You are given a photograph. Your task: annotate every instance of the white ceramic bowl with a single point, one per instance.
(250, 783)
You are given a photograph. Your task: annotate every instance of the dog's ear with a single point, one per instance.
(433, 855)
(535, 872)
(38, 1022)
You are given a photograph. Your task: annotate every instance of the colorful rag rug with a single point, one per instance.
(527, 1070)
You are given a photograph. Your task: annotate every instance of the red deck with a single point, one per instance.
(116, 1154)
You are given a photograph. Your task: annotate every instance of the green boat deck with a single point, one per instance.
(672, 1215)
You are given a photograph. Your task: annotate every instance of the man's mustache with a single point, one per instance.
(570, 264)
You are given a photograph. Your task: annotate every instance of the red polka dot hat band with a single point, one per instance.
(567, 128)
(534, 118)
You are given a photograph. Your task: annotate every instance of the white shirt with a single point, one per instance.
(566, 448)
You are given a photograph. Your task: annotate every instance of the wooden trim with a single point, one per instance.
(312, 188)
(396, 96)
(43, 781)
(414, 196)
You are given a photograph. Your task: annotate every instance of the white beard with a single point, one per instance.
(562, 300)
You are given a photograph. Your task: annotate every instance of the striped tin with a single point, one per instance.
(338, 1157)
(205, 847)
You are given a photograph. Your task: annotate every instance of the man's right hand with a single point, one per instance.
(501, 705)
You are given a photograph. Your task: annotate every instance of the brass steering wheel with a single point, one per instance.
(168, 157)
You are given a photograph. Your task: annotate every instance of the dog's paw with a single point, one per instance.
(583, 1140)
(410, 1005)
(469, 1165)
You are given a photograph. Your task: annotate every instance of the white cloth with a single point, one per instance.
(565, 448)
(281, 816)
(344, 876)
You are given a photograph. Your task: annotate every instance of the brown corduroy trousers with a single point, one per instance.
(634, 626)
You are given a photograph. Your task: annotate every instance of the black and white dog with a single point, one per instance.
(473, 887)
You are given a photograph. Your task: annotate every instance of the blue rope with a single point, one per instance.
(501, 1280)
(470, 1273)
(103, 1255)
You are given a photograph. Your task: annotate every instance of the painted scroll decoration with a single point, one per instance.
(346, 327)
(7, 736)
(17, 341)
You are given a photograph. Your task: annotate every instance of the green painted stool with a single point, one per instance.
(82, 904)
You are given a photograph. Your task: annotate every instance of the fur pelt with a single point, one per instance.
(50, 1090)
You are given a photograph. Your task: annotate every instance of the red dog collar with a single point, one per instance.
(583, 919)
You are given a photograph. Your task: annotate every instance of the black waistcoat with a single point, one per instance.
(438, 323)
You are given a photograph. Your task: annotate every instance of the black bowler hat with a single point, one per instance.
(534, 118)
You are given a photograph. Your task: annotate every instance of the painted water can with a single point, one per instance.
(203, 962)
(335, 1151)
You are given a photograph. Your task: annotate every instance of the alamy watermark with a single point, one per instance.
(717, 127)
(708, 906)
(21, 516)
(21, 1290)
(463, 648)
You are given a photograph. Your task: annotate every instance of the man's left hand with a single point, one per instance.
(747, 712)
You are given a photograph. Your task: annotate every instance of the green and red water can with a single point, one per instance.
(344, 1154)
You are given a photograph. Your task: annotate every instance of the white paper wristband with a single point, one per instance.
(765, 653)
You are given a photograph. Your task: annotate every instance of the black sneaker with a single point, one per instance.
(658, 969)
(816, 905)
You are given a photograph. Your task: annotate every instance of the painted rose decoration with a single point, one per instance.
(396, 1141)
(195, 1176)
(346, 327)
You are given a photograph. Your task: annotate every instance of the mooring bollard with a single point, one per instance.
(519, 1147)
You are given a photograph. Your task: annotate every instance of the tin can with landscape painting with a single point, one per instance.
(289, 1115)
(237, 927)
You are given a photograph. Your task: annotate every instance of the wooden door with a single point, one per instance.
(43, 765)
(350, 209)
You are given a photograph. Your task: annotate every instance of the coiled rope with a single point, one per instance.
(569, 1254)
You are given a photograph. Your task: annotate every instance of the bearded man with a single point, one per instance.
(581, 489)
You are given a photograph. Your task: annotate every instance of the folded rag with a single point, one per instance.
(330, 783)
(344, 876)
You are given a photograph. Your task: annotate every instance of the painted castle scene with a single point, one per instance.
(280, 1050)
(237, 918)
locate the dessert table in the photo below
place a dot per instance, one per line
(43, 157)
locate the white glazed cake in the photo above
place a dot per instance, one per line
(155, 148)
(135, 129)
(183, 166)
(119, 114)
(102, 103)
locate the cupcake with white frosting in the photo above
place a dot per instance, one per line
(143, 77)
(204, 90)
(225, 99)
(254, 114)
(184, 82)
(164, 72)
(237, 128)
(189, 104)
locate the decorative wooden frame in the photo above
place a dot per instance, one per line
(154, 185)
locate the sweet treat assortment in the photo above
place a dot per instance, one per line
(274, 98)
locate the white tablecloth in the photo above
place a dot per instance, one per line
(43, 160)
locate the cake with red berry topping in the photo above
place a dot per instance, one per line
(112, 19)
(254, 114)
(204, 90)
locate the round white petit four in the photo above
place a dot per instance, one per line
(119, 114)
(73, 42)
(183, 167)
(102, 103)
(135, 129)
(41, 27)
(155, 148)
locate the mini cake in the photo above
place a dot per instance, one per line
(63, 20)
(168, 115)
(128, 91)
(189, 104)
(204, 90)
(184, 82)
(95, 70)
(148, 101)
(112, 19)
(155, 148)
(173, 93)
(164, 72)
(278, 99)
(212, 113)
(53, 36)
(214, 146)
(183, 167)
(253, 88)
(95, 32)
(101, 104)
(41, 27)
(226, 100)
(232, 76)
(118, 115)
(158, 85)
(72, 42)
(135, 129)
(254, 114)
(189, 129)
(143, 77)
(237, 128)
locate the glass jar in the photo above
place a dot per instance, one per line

========================================================================

_REQUIRED TASK_
Starting at the beginning of the entries and stopping after the line with "(527, 1070)", can you change "ceramic" to "porcelain" and give those lines back with nothing else altered?

_RESULT OF THE EXERCISE_
You are given a photograph. Your task: annotate every instance of the white porcelain bowl with a single point, one per instance.
(250, 783)
You are given a photograph. Your task: annotate every instance of the dog's ear with a single point, one per instance.
(433, 855)
(535, 872)
(38, 1022)
You are given a photograph. Your task: annotate every instance of the colorful rag rug with a single point, one per instance.
(527, 1070)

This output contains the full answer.